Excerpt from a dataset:
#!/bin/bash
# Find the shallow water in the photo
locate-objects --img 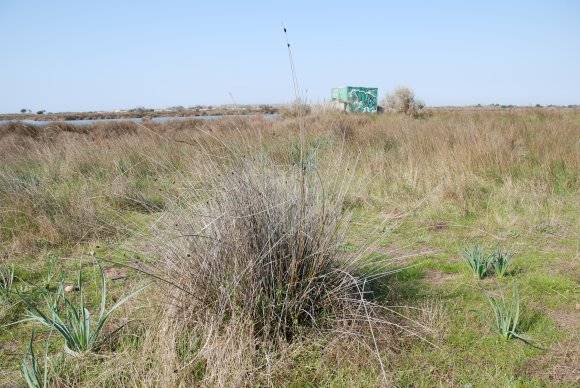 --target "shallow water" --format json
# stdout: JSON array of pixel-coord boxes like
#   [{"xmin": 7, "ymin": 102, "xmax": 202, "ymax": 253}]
[{"xmin": 0, "ymin": 113, "xmax": 280, "ymax": 125}]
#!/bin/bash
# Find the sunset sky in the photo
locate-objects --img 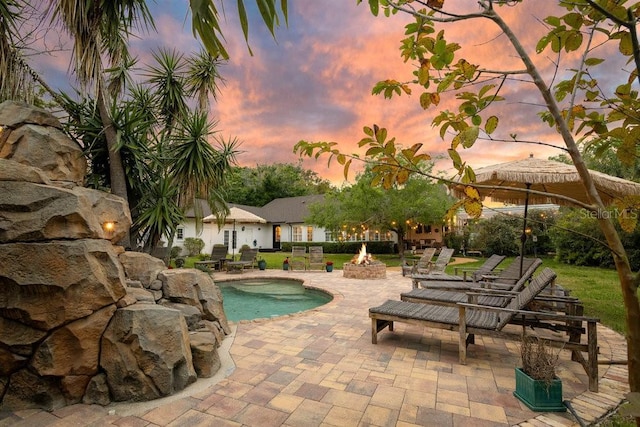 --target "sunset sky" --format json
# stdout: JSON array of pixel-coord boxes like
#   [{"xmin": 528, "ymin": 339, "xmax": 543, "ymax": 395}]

■ DIRECTIVE ■
Filter the records above down to the lines that contain the string "ymax", and copy each of those lines.

■ FINISHED EXERCISE ■
#   [{"xmin": 7, "ymin": 102, "xmax": 202, "ymax": 253}]
[{"xmin": 0, "ymin": 113, "xmax": 280, "ymax": 125}]
#   [{"xmin": 528, "ymin": 339, "xmax": 543, "ymax": 395}]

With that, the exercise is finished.